--- Istruzioni e requisiti ---
Riprendi il brano sul giornale Filasṭīn e l'immigrazione ebraica nella Palestina ottomana, continuandolo a partire dall'ultima frase.

--- Brano ---
┌──
I.Il Giornale Filasṭīn e l Immigrazione Ebraica in Palestina Ottomana 1911 1912

Questo documento analizza gli articoli pubblicati nel giornale Filasṭīn tra il 1911 e il 1912, focalizzandosi sul dibattito sull'immigrazione ebraica in Palestina durante il periodo ottomano. Il giornale, fondato dai fratelli 'Isa e Yusuf al-'Isa, offre un prezioso spaccato delle tensioni sociali ed economiche causate dall'arrivo di numerosi immigrati, in particolare a seguito delle aliyot (ondate di immigrazione) provenienti dalla Russia. L'analisi si concentra sulle reazioni arabe, evidenziando le preoccupazioni riguardo alle conseguenze economiche, all'influenza delle potenze europee, e al potenziale pericolo per la sovranità ottomana. Vengono esaminati gli articoli che denunciano l'aumento dei prezzi, l'occupazione dei mercati e l'acquisizione di terreni da parte degli ebrei, contestando le affermazioni antisemite e difendendo il contributo economico degli insediamenti ebraici. Si esaminano anche le politiche ottomane volte a limitare l'immigrazione, tra cui le restrizioni agli sbarchi nei porti e il ritiro dei passaporti, e come queste siano state spesso aggirate a causa della corruzione e dell'influenza dei consolati stranieri. Il ruolo dei trattati delle Capitolazioni e il sistema dei millet sono elementi cruciali nella comprensione del contesto. Figure chiave includono i fratelli al-'Isa (fondatori del Filasṭīn), Avraham Ludivpol (giornalista ebreo), Mustafa Effendi Tamr (professore di matematica), e Israel Dov Frumkin (giornalista ebreo ottomano).
└──
--- Materiale ---
┌──
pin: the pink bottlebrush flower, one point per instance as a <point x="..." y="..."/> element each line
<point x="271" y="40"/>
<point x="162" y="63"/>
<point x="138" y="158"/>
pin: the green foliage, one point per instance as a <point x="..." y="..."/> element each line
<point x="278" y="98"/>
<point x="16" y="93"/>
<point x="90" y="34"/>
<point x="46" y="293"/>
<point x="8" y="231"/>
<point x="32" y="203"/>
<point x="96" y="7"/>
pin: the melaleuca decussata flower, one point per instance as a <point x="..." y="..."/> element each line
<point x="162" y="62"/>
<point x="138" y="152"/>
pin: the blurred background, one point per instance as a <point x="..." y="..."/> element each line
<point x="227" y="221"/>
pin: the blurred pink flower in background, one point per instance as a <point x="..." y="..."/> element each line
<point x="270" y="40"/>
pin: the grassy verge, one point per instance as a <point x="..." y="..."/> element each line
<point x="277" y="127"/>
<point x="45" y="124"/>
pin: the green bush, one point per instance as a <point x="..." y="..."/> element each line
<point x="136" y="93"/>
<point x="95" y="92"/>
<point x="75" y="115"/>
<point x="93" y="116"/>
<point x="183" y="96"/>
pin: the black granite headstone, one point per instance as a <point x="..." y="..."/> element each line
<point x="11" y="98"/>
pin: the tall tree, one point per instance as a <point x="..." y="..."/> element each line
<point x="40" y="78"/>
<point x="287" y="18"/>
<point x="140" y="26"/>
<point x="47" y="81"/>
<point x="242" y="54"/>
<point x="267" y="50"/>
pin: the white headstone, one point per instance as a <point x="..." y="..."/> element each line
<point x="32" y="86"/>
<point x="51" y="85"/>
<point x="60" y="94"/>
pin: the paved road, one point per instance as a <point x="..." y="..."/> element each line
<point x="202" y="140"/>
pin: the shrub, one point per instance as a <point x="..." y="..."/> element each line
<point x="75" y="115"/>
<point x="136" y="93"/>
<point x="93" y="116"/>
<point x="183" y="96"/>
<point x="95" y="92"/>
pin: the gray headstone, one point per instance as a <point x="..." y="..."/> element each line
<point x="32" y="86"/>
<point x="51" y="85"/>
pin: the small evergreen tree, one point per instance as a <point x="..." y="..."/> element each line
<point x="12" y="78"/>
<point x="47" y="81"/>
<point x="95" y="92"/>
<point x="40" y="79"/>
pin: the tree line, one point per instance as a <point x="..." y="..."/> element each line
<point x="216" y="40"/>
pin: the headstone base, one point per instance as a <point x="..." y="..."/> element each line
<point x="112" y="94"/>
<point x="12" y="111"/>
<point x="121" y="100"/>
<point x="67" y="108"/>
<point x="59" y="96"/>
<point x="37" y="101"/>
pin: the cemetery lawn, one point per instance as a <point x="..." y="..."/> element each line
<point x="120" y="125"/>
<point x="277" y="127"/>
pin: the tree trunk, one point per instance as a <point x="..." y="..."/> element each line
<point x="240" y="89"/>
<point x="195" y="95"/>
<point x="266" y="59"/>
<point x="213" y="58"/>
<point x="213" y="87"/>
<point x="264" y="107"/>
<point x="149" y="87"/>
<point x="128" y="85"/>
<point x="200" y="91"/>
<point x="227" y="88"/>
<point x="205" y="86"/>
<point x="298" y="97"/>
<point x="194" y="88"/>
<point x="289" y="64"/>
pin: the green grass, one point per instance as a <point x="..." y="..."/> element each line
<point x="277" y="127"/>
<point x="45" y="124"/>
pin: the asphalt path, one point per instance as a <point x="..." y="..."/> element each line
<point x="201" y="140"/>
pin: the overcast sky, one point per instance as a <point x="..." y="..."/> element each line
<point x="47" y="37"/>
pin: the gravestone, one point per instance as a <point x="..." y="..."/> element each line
└──
--- Esito del compito ---
1. Il contesto storico e la nascita del Filasṭīn

Il giornale Filasṭīn, fondato nel 1911 dai fratelli 'Isa e Yusuf al-'Isa, nasce in un periodo di grande fermento culturale nell'Impero Ottomano, in particolare nei Bilad as-Sham e in Egitto, sulla scia della nahda (rinascita culturale). La Rivoluzione dei Giovani Turchi del 1908, con il conseguente ripristino della costituzione ottomana e della libertà di stampa, crea un ambiente favorevole alla proliferazione di giornali e pubblicazioni. Prima del 1908, in Palestina esisteva solo la Gazzetta Ufficiale. Il periodo compreso tra il 1908 e lo scoppio della Prima Guerra Mondiale è caratterizzato da un vivace dibattito intellettuale. La politica ottomana sull'immigrazione, sia sotto Abdülhamid II che sotto i Giovani Turchi, è considerata troppo debole a causa delle pressioni delle potenze europee, che sfruttavano i trattati delle Capitolazioni per interferire negli affari interni dell'Impero. Questo contesto di instabilità politica ed economica rappresenta lo sfondo per l'analisi del dibattito sull'immigrazione ebraica nelle pagine del Filasṭīn.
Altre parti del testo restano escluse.